> _TEXTE EXTRAIT_
Quand on mentionne le nom de "Journey" (dans une discussion à bâtons rompus sur la musique "rock"), on pense immédiatement au Rock-FM, ou Hard-FM. A la période faste des concerts dans les stades, des collections de hits et d'albums d'or et de platine. Un sujet d'admiration pour les uns et de dénigrement pour les autres. Dont la presse qui l'avait jeté dans leur casier crade et rouillé. Celui où elle entrepose ses têtes de Turc et autres cibles malheureuses qu'elle ressort à l'envie. Pour se défouler, apaiser ses frustrations, ou déverser son fiel. Mais, les uns comme les autres réduisaient généralement la carrière de ce quintet à la période Steve Perry, occultant la première phase du groupe, lorsqu'il évoluait dans une sorte de rock-progressif lustré d'où pouvaient jaillir autant des séquences de jazz-rock incandescent ponctué de fulgurants plans hendrixiens que des fulgurances hard-rock. Loin des gros tubes de Hard chromé et heavy-pop.
Même s'il y a quelques menues concordances dans la musique de la première mouture avec celle d'avec Steve Perry, les différences sont suffisamment prégnantes pour en faire deux entités distinctes. Chacune ralliant un public d'amateurs pas nécessaire miscible. On peut par ailleurs s'interroger sur les raisons qui font évoluer une troupe vers des compositions nettement plus commerciales. Soit plus facilement et rapidement accrocheuses, dénuées d'introduction pouvant induire en faux l'auditeur impatient, à la durée ne dépassant pas un plafond, aux sonorités policées, et faisant fi de toutes paroles politiquement incorrectes (à ce titre, on remarque que dans l'Amérique puritaine - les USA -, les sujets salaces passent mieux que les réquisitoires contre la guerre ; du moins lorsqu'elle est menée, de près ou de loin, par une administration nationale). Certains artistes ont osé avancer, une fois retirés du système, que le combat avec leur label, voire même le management, était constant. Un chantage permanent jusqu'à ce qu'on finisse par céder, de crainte de tout perdre ce qu'on a difficilement acquis, de se retrouver à la rue, sans perspectives. N'est-ce pas Joni Mitchell qui avait dit, il y a déjà plus de vingt ans, que désormais les boîtes (les majors ?) ne recherchaient plus de talents, mais seulement des "belles gueules" obéissantes ?

> _EXERCICE PROPOSÉ A_
Répondez d'après le texte sur Journey :
(i) À quelle période réduisait-on généralement la carrière du quintet ?
(ii) Dans quel genre le groupe évoluait-il lors de sa première phase ?
(iii) Dans l'Amérique puritaine, quels sujets passent mieux que les réquisitoires contre la guerre ?
> _EXERCICE PROPOSÉ B_
Poursuivez le texte sur Journey à partir de sa dernière phrase.
Les lignes ci-dessous ne jouent aucun rôle ici.

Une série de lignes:
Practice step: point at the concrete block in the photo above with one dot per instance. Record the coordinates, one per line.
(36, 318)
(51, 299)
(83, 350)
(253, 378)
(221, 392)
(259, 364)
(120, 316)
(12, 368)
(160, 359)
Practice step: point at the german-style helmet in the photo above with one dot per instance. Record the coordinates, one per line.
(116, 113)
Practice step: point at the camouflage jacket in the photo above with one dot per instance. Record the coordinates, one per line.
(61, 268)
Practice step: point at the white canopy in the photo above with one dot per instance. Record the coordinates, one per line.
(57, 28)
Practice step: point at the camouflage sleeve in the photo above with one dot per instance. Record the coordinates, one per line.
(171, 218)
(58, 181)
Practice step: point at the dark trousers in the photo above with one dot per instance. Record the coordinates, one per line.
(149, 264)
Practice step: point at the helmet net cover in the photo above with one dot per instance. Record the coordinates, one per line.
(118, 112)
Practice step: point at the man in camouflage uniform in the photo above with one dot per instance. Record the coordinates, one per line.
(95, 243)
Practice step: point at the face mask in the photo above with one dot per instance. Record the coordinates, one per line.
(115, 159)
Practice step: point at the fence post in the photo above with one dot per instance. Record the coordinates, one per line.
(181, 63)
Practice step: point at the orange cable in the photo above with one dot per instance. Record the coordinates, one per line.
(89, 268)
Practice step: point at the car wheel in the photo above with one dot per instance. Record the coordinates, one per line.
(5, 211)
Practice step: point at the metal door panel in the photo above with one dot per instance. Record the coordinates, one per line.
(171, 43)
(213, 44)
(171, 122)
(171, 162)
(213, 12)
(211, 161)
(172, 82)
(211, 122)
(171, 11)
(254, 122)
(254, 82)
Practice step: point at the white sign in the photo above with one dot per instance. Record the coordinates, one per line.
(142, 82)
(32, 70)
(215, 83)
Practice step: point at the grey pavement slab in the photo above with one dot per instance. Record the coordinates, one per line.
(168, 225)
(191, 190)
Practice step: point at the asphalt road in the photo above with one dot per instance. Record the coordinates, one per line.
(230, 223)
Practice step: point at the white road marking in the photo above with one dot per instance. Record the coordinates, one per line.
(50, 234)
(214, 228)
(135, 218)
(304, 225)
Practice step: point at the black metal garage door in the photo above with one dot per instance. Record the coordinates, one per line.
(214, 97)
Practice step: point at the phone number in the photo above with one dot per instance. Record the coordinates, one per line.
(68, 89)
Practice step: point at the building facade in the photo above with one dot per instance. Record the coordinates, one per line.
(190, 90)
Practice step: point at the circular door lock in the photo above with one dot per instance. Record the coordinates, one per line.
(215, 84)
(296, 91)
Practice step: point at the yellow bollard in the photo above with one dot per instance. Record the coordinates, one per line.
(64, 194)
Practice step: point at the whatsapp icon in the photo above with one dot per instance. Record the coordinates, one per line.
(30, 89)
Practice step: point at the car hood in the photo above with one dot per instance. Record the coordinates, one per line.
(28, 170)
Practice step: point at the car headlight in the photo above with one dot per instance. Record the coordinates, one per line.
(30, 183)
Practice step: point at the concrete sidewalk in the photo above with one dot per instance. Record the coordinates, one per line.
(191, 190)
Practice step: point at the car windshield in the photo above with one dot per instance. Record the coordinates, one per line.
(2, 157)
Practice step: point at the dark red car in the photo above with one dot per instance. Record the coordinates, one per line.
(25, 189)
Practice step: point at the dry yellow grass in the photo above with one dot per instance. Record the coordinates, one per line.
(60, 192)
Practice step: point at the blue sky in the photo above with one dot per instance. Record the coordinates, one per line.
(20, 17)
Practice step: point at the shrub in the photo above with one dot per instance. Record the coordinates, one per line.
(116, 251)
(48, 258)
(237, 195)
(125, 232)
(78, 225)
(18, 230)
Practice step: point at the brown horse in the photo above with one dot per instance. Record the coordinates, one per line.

> _RÉPONSE À L'EXERCICE A_
(i) À la période Steve Perry.
(ii) Dans une sorte de rock-progressif lustré.
(iii) Les sujets salaces.

> _RÉPONSE À L'EXERCICE B_
On sait que Journey a subi une très grosse pression de la part de sa maison de disques, qui réclamait à cor et à cri un tube, une chanson ayant les attributs requis pour en faire un single - suivant les critères de la boîte, car rares sont les artistes à pouvoir faire ce choix. Après leur troisième album, "Next", il aurait subi de plein fouet l'ultimatum : celui d'une dernière chance avant d'être "remercié" (traduire par "foutu à la porte"). Bien possible que cela explique le changement radical de Journey, marqué par l'arrivée d'un chanteur supplémentaire en la personne de Steve Perry. Cependant, s'il s'avère que ce tournant soit le fait d'une quelconque soumission, cela n'enlève rien à la qualité de leurs disques "commerciaux". Bien que souvent moqué, - ou jalousé ? - Journey avait le talent nécessaire pour trousser de formidables et mémorables chansons, naviguant entre une pop mélodique et un heavy-rock lustré.
Cependant, le deuxième album, "Look Into the Future", semble déjà ouvrir une porte par laquelle on peut apercevoir un possible futur plus mainstream, plus facile d'accès, du groupe. Ainsi "On a Saturday Nite" et la reprise de "It's All Too Much" de George Harrison (album "Yellow Submarine"), qui représentent les premiers prémices de ce qui va faire le succès de l'album "Infinity" en 1978. Même si ces deux morceaux sont encore empreints d'une certaine âpreté, ils dévoilent un besoin de toucher un public plus large - peut-être moins exigeant, mais plus rémunérateur. Néanmoins c'est une très bonne entrée en matière, chargée d'enthousiasme et d'envie. Du bon, du solide, mais un heavy-rock assez conventionnel, certes fort agréable, flattant les esgourdes, mais pas spécialement transcendant. Le Rock progressif teinté de jazz et d' (apparentes) improvisations Santano-henrixiennes semble désormais révolu. Du moins jusqu'au superbe "Anyway" qui, dans un mouvement nonchalant, parfois proche de la ballade, marie l'énergie radioactive d'un Robin Trower à des humeurs floydiennes.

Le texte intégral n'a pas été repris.